Do this: Copy the following data word for word, leaving out the pictures.
━━━
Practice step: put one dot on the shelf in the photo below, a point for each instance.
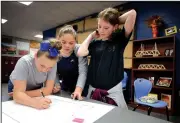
(167, 70)
(159, 87)
(162, 39)
(158, 57)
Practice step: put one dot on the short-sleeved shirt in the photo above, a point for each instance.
(106, 66)
(26, 69)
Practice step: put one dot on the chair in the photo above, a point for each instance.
(124, 81)
(142, 87)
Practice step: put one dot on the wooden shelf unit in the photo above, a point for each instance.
(163, 43)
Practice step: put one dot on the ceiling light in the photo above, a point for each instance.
(26, 3)
(38, 36)
(3, 21)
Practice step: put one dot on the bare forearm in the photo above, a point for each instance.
(83, 49)
(23, 98)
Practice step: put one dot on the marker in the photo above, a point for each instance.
(42, 93)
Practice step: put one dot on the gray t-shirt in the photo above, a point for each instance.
(25, 69)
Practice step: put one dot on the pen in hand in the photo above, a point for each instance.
(42, 93)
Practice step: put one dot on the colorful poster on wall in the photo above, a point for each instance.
(8, 48)
(22, 47)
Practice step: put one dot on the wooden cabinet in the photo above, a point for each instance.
(148, 49)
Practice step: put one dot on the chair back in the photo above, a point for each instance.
(142, 87)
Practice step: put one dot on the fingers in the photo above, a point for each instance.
(47, 100)
(56, 89)
(10, 94)
(76, 96)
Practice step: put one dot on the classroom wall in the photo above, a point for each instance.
(169, 12)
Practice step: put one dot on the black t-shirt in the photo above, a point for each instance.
(106, 66)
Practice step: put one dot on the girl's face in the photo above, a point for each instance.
(68, 43)
(105, 29)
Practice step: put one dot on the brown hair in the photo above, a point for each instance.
(110, 15)
(68, 29)
(54, 44)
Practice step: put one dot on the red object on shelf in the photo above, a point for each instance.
(154, 30)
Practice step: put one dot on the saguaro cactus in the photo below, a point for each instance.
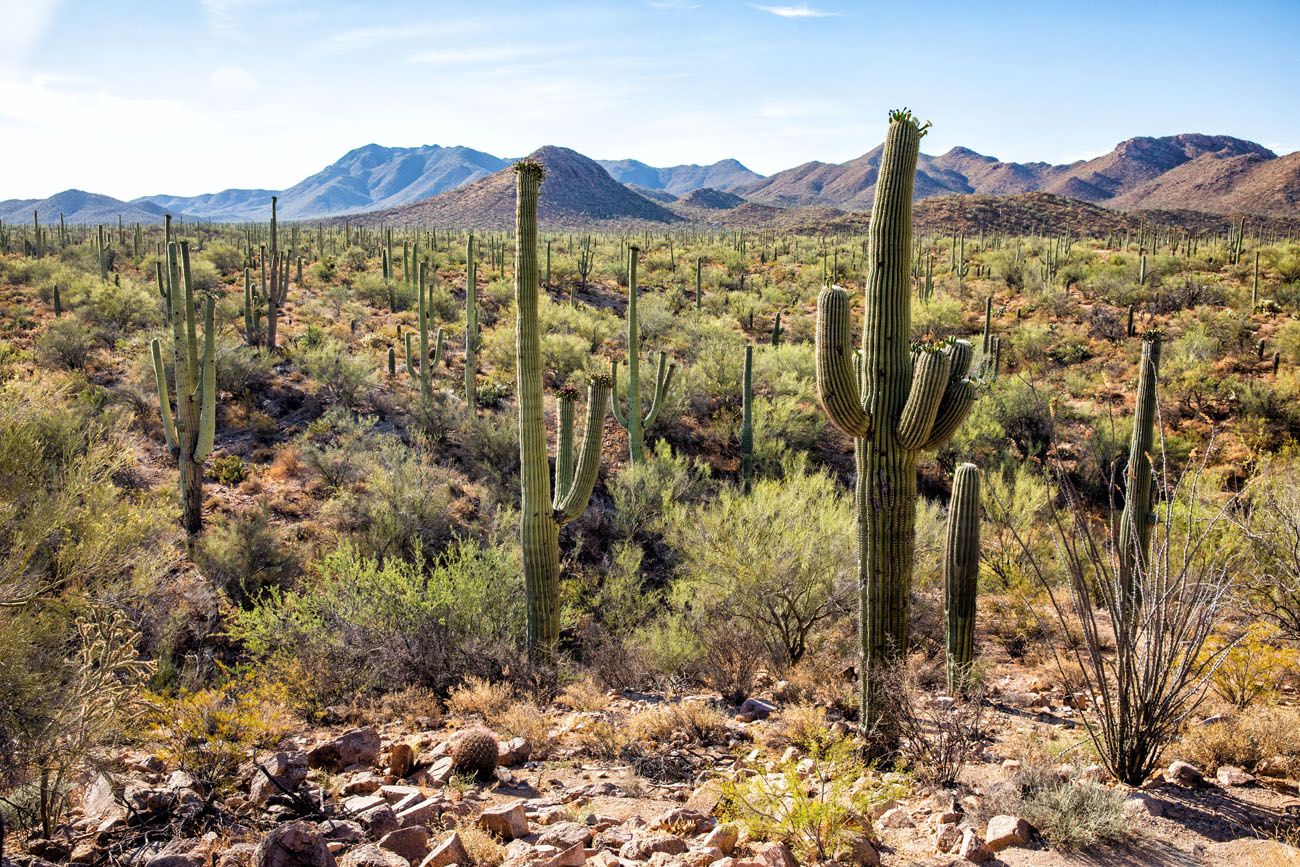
━━━
Written response:
Practice step: put one dot on the shelf in the photo below, a point for each instance.
(167, 70)
(159, 87)
(162, 39)
(158, 57)
Practice step: put one dot on the short-sleeved shirt in the photo above, a point for each instance.
(106, 66)
(26, 69)
Practice step: put one dot on the chair in the photo above, a point for each instance.
(124, 81)
(142, 87)
Practice step: put one dot on the wooden shelf unit in the photo above, a point for each instance.
(163, 43)
Practice step: put one dot on the ceiling light in the photo above, a point for each instance.
(26, 3)
(38, 36)
(3, 21)
Practice step: put one dot on the bare forearm in the photo above, a point for each instance.
(83, 49)
(23, 98)
Practice step: put one dot on the marker in the photo above, a point for each instance.
(42, 93)
Practice step: put one dot on the gray t-shirt in the photo above, a point for each instance.
(25, 69)
Practice step: put one dot on the pen in hand in the photo above, a point for each instance.
(42, 93)
Practice step: put one dot on the colorful poster on wall in the photo above, a point for each instance.
(8, 48)
(22, 47)
Practice step: put one dot on the wooden cabinet in the photo above, a point for each instance.
(148, 49)
Practice step: put one dot on the chair back in the photo above, a point for each instance.
(142, 87)
Practice step: put one dot on the fingers in the photo above, a point for each instance.
(47, 100)
(56, 89)
(10, 94)
(76, 96)
Practice step: put one dot on the classroom wall in the photo above, a point for each instance.
(169, 12)
Practice step: put one dot on the black t-shirt in the photo above, a point for each instance.
(106, 66)
Practice step: put one dot on the girl's face in the photo above, a point for each instance.
(68, 43)
(105, 29)
Practice step: put one dot on the brown hair in the photo above, a point for each instance.
(110, 15)
(68, 29)
(54, 44)
Practice step: put one dot on the red object on shelf in the photo above, a point for each instance.
(154, 30)
Practice step: put one dot on the saguaro cactus in the photo below, a point for each instance.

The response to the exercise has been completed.